(WRITTEN INSTRUCTION) Identify each line of the material below that contains the string "lighting", and copy those lines.

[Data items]
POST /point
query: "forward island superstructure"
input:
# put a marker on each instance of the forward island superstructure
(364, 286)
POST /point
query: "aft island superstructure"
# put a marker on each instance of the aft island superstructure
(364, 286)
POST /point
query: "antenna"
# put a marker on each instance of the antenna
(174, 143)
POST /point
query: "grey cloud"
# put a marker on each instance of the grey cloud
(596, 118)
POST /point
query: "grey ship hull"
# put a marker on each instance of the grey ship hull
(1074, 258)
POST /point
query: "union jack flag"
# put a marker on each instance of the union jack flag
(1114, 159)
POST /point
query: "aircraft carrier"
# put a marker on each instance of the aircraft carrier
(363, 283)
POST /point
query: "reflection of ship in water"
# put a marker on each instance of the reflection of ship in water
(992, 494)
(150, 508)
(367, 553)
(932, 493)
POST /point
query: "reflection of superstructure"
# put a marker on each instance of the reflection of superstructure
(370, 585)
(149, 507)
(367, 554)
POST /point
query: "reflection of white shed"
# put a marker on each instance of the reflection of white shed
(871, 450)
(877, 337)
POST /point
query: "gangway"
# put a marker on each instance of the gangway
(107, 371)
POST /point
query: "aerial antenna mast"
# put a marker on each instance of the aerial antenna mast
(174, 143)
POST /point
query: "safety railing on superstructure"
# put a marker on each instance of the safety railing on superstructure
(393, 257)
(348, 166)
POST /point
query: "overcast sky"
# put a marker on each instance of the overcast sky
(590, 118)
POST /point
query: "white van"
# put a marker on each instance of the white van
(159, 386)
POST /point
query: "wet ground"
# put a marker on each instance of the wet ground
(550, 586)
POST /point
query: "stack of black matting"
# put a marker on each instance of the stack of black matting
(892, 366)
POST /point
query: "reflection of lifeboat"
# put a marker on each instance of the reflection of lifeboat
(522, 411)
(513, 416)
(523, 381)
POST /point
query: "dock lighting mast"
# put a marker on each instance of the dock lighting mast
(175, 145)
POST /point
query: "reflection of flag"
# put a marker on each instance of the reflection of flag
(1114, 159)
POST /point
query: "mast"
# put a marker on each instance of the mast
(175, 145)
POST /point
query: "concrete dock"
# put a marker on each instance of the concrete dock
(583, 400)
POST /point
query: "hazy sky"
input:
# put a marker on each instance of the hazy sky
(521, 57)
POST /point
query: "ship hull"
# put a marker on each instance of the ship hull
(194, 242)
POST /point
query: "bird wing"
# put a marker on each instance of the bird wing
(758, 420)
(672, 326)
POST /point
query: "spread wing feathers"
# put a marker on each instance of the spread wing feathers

(EXERCISE OUTPUT)
query: "dock lighting mast"
# put a marker on each instance of the dock lighting mast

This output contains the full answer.